Extracted data entries:
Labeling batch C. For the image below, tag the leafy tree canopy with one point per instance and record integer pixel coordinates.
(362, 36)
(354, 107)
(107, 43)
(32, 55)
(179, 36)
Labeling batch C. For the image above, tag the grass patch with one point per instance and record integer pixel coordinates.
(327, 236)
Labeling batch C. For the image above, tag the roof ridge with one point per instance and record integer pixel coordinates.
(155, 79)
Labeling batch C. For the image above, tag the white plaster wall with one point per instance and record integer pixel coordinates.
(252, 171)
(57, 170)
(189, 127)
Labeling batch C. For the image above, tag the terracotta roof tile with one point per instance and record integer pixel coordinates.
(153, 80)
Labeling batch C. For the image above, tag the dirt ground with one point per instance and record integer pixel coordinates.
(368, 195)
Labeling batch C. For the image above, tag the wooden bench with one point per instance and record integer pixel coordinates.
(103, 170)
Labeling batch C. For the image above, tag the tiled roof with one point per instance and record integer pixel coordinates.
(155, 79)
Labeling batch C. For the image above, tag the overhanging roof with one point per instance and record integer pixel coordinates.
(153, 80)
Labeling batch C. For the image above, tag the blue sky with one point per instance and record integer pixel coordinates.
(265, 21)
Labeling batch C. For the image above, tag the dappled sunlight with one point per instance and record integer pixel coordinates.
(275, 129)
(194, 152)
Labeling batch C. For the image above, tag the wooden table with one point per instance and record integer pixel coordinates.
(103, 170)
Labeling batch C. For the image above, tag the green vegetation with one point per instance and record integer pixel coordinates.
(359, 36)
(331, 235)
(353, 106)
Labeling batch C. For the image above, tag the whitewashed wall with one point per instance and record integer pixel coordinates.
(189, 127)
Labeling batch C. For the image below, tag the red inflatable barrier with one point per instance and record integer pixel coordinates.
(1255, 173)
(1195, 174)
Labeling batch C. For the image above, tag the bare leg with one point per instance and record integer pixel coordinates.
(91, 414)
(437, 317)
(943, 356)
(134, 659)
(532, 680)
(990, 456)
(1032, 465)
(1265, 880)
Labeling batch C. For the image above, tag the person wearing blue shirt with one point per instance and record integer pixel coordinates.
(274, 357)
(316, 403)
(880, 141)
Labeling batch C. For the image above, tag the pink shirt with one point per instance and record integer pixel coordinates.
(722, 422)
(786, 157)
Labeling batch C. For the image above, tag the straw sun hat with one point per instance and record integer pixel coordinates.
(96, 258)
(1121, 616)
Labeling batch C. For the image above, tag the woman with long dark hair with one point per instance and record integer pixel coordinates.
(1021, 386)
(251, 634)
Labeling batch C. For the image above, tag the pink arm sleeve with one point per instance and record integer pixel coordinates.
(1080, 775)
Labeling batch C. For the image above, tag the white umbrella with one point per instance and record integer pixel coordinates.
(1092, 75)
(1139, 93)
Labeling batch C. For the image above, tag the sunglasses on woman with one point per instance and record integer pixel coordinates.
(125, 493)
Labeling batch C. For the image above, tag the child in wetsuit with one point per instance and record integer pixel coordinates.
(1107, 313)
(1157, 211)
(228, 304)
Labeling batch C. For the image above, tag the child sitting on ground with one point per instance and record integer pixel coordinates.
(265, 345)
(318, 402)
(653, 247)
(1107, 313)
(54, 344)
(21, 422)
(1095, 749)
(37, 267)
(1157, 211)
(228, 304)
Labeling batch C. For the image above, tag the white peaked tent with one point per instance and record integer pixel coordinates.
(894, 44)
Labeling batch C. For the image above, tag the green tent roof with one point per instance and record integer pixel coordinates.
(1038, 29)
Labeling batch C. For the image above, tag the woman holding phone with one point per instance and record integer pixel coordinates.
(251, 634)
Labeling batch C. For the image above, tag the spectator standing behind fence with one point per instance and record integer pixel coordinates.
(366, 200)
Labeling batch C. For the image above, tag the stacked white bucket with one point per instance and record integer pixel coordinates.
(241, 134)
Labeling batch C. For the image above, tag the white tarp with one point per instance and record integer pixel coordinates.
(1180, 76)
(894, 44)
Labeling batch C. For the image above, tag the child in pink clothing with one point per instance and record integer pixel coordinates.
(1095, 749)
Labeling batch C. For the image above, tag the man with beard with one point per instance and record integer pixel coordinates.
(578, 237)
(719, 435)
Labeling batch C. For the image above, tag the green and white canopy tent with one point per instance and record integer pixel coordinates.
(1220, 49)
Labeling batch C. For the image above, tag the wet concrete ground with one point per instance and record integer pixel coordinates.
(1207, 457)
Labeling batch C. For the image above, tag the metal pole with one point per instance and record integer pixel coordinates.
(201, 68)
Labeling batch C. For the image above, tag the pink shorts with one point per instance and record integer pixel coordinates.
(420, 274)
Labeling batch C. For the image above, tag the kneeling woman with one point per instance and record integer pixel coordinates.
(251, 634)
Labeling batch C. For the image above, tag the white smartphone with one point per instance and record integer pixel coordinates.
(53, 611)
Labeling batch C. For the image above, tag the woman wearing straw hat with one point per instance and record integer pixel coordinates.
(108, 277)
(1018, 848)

**Work required:**
Rewrite the items starting with the line that contains "Labeling batch C. For the image above, tag the wooden table" and going on through the line that contains "(1195, 174)", both included, keeping every request line unchanged. Multiply each pixel coordinate in the answers by 2.25 and round to a whole number, halves up.

**Response below:**
Labeling batch C. For the image above, tag the wooden table with one point per instance and record integer pixel coordinates.
(232, 383)
Labeling batch C. For the image above, tag the green vegetation with one point per instance and record integer pixel coordinates.
(808, 81)
(745, 529)
(794, 239)
Labeling batch C. For the image above, tag the whitewashed wall with one point per instance and record integer pixel coordinates.
(425, 286)
Labeling batch C. For the image below, tag the red inflatable barrier with one point per instance and record integer pixel coordinates.
(2824, 389)
(2689, 392)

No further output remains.